-- Start SUPPLIED PASSAGE --

# Norwood HD 36 good starter mill?



## BigOakAdot (Apr 9, 2016)

Hey guys,

Ive been chainsaw milling occasionally on weekends at a tree companies place. I've developed a good relationship with the owner and we have been talking about taking it to the next level. 

He's always telling me how we can be more efficient and how we need to get more lumber stocked. Any of you who use a CSM know that both of those are pretty unrealistic. I've told him if he's really looking to make this a realistic business venture, we really need to consider an entry band mill. 

This outfit is quite large and he is constantly getting lumber in every day. To the point where he just had 3 tractor trailers come and take loads of logs out because he's running out of room. 

He just bought a new shop with a barn where we can store lumber indoors. This is where we would be doing the milling and at this point we need to decide on which mill to get. 

From the research I've done the Norwood HD36 seems like a great fit. Any guys who have a Norwood band mill how do you like it? We would be going with the manual version. Any recommendations on other mills to consider?

Budget wise we would be splitting the mill between the two of us. Potentially splitting it with a 3rd guy. We would consider any mill within a few thousand of 10k. 

The plan is to saw any logs under a few feet diameter with the Norwood and slab the really big stuff up with our panther mill. I have a feeling we will need to consider a solar kiln of some kind to recoup some of the money faster that we will be putting out. 

Also, he's going to wanna do some siding on a barn on the property. If we do go with a bandmill, we're going to want to mill up some planks for siding. Has anyone ever used green wood for siding and or framing? I remember seeing a post where a guy used green red oak for siding on a kiln he built. Are there types of wood that are better for using green. Maybe cedar or locust?

Sorry for the super long post. 

BOA


----------



## Sawyer Rob (Apr 9, 2016)

I've milled with the 36, it's a nice mill and you can add hydraulics later, if you want hydraulics...

SR


----------



## Franny K (Apr 10, 2016)

-- End SUPPLIED PASSAGE --
-- Start LISTED ENTRIES --

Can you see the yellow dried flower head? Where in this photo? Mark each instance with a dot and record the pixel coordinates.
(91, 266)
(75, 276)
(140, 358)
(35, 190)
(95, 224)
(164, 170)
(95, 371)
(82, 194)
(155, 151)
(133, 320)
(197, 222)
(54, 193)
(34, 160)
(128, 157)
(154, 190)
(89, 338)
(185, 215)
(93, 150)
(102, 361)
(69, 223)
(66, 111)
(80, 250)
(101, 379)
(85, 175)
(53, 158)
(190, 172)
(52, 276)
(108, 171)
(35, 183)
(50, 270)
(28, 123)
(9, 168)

-- End LISTED ENTRIES --

• [CHALLENGES]:
A - From the sawmill thread, write out the text from "Also, he's going" up to and including "you want hydraulics...".
B - Answer these questions using the sawmill thread:
(i) Which version of the Norwood HD36 would BigOakAdot's group go with?
(ii) Which mill would they use to slab the really big logs?
(iii) According to Sawyer Rob, what can be added to the mill later?
The entries have no connection to the sawmill thread.

• [RESULTS OF THE EXERCISE]:
A -
Also, he's going to wanna do some siding on a barn on the property. If we do go with a bandmill, we're going to want to mill up some planks for siding. Has anyone ever used green wood for siding and or framing? I remember seeing a post where a guy used green red oak for siding on a kiln he built. Are there types of wood that are better for using green. Maybe cedar or locust?

Sorry for the super long post. 

BOA


----------



## Sawyer Rob (Apr 9, 2016)

I've milled with the 36, it's a nice mill and you can add hydraulics later, if you want hydraulics...

B -
(i) The manual version.
(ii) Their panther mill.
(iii) Hydraulics.